(Dataset rows):
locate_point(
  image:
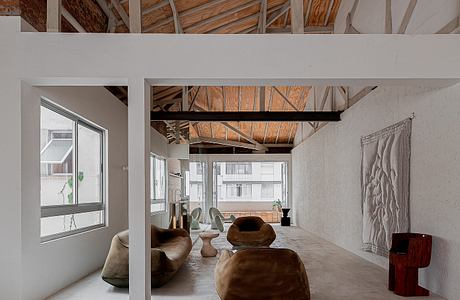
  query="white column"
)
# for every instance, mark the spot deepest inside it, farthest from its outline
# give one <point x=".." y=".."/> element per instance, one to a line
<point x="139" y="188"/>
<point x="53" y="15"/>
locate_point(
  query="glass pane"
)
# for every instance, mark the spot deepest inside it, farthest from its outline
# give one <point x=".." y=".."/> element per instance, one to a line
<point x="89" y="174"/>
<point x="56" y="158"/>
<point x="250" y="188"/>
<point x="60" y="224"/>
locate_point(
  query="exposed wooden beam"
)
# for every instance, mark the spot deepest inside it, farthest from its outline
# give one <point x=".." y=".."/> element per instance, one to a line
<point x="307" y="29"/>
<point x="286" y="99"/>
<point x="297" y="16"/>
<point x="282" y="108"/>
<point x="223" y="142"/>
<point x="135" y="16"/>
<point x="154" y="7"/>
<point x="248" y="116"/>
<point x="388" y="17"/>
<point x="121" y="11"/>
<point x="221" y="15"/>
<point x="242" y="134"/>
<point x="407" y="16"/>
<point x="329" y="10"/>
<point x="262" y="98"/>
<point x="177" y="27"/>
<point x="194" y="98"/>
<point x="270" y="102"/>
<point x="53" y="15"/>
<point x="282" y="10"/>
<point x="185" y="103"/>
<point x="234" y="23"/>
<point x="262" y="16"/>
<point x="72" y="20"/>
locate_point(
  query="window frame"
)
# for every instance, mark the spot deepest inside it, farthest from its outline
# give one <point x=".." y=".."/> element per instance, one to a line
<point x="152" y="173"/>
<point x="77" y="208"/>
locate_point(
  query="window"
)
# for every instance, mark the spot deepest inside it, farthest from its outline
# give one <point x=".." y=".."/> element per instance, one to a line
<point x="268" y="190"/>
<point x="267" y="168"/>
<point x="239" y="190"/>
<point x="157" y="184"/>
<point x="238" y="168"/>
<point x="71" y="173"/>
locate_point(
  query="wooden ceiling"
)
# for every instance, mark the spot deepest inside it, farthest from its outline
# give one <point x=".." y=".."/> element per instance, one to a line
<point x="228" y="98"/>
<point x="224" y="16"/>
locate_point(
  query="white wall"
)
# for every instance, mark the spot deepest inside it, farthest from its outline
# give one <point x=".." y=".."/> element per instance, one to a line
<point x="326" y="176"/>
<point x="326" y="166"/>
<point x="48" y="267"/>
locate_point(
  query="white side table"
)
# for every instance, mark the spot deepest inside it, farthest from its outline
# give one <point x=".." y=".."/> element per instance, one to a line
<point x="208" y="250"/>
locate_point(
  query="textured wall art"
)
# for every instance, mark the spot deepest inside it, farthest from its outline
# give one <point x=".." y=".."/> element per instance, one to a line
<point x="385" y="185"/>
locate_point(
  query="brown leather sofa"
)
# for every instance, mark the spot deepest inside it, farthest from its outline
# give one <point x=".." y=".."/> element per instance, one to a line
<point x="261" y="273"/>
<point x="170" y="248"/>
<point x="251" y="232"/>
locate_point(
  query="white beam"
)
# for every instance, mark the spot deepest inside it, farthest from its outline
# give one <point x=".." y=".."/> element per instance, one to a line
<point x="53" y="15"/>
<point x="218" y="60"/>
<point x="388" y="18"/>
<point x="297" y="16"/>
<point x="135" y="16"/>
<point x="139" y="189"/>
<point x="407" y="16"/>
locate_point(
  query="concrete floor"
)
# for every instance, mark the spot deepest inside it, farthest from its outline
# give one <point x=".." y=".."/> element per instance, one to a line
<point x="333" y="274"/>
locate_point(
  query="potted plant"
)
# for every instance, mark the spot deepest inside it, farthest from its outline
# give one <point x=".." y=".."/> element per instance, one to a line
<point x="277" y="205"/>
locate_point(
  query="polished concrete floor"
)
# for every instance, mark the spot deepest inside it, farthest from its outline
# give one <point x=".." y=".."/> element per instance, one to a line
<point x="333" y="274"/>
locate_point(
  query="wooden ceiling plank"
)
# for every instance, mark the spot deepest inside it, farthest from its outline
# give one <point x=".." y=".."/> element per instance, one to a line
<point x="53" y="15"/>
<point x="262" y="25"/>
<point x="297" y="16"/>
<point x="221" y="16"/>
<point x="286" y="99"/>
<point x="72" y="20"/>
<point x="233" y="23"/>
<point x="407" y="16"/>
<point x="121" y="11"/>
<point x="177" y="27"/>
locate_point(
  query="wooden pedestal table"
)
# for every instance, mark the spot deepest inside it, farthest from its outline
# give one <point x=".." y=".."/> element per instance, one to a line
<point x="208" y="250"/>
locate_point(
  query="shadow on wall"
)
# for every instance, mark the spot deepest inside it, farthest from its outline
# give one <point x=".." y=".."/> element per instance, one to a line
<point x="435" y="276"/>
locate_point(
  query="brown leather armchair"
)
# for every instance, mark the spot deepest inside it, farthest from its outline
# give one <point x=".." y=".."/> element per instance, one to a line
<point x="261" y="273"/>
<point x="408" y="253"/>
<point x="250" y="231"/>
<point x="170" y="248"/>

---

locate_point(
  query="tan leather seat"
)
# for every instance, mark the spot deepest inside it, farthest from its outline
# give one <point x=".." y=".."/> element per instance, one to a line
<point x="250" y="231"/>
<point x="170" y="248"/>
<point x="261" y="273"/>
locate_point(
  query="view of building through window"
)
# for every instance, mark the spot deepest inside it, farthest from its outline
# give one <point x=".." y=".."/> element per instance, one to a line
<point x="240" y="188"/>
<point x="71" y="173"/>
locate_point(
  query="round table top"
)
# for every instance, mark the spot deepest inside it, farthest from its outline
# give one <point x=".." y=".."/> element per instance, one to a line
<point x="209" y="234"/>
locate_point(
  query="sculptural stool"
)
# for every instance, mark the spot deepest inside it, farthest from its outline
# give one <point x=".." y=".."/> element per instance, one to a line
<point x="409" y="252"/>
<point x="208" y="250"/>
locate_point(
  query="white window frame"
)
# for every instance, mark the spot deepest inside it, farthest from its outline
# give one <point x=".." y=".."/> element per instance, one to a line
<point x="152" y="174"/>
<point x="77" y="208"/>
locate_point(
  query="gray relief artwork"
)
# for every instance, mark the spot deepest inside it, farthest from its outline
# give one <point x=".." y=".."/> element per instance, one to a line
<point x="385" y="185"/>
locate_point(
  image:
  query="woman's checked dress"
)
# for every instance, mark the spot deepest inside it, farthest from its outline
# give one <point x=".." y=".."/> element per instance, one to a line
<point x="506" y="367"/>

(Prompt):
Pull out every line of the material that contains the word "frame". Treat uppercase and lowercase as different.

(Solved problem):
  query="window frame"
  query="white window frame"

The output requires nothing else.